▸ **Problem to solve**:
The line containing "pole using the picture above." marks the end: output every line of the data up to it, and that line too, exactly as written.

BEGIN Provided entries

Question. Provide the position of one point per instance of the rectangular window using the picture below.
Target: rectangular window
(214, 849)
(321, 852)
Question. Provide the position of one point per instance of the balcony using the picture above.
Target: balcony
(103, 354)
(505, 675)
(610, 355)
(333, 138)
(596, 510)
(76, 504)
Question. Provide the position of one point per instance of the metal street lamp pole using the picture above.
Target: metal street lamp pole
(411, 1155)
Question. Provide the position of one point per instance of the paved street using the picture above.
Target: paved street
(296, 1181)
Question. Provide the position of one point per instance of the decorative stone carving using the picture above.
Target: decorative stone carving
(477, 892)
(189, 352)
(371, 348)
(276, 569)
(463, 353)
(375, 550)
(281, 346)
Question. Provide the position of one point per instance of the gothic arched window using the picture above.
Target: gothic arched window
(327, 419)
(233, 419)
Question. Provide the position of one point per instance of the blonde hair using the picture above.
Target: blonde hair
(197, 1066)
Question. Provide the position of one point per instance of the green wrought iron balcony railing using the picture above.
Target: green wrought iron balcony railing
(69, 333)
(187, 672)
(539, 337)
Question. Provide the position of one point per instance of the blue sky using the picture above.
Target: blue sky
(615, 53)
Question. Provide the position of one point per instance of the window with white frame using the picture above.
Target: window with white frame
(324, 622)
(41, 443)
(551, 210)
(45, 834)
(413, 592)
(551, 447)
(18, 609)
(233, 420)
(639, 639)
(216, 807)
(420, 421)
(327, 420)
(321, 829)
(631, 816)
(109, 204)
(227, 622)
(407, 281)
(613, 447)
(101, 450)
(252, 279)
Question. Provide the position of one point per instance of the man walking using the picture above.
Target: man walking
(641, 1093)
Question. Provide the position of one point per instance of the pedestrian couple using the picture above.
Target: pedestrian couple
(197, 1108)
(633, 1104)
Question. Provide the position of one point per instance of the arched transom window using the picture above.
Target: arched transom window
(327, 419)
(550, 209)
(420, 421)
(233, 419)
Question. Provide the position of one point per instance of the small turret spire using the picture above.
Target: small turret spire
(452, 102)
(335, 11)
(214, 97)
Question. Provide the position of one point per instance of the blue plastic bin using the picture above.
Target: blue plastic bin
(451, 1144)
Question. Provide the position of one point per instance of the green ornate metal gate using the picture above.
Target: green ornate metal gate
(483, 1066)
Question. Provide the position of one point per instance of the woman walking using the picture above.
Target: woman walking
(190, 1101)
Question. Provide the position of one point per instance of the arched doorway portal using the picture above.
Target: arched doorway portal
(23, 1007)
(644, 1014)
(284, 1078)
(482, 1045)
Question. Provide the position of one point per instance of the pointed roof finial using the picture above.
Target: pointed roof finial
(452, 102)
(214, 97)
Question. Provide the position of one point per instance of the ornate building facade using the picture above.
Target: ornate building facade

END Provided entries

▸ **Output for this exercise**:
Question. Provide the position of one point per instance of the rectangular window using the picture below.
Target: rectangular window
(214, 849)
(321, 852)
Question. Provide the position of one point per instance of the balcony using the picture above.
Target: balcony
(103, 354)
(505, 675)
(610, 355)
(333, 138)
(596, 510)
(76, 504)
Question. Provide the position of one point per instance of the metal street lamp pole using the picture above.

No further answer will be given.